§ EXERCISE REQUIREMENTS
Restate, word for word, each entry that follows, but skip its pictures.

§ INFORMATION PROVIDED
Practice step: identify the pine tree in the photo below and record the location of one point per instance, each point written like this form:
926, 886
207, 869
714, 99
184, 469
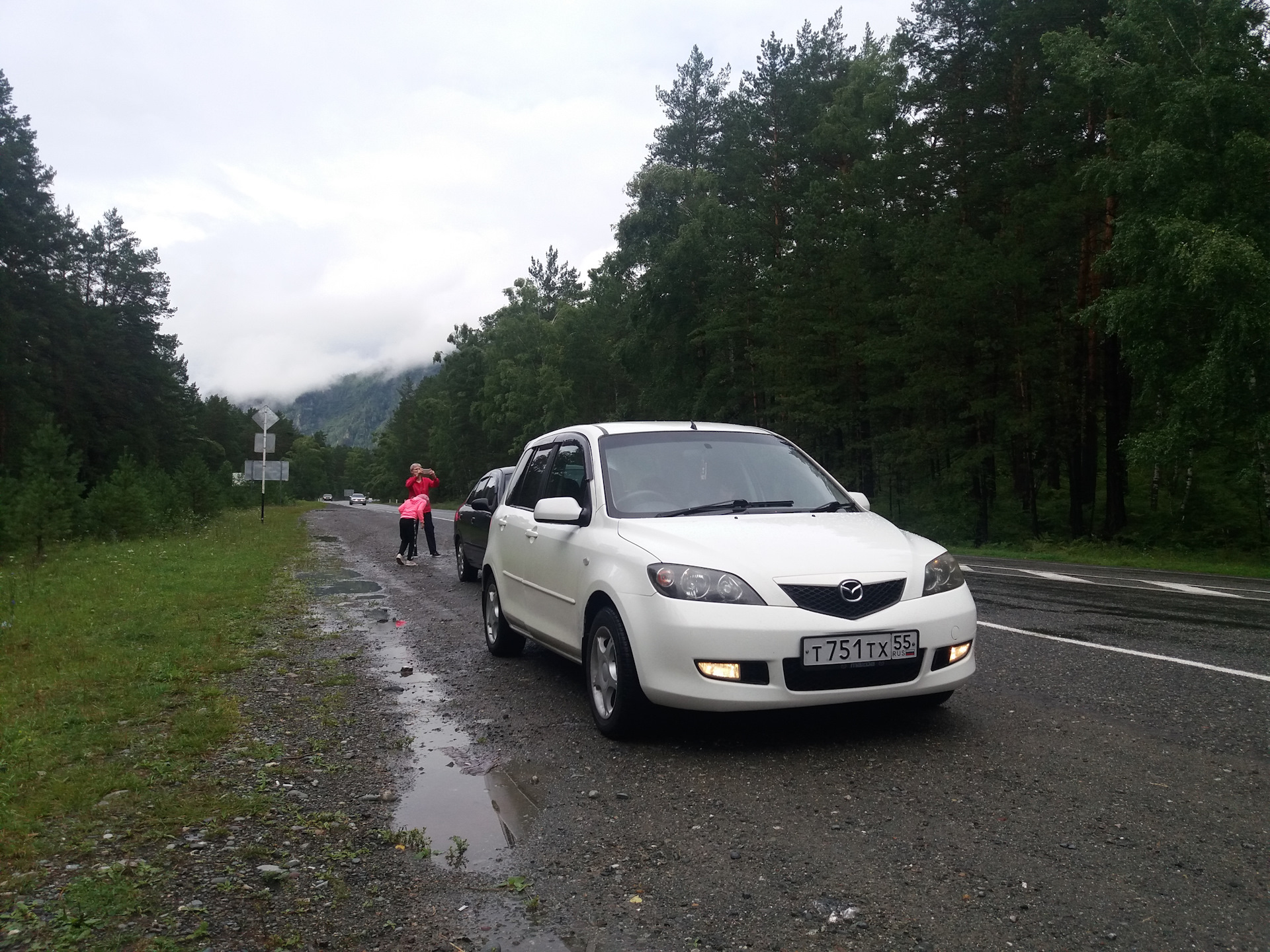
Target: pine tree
48, 493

§ EXERCISE SOLUTION
Practice step: identify the pine tree in the photo below and record the location of one point per instance, each point written like this form:
926, 886
207, 869
714, 99
184, 469
Target: pine tree
48, 493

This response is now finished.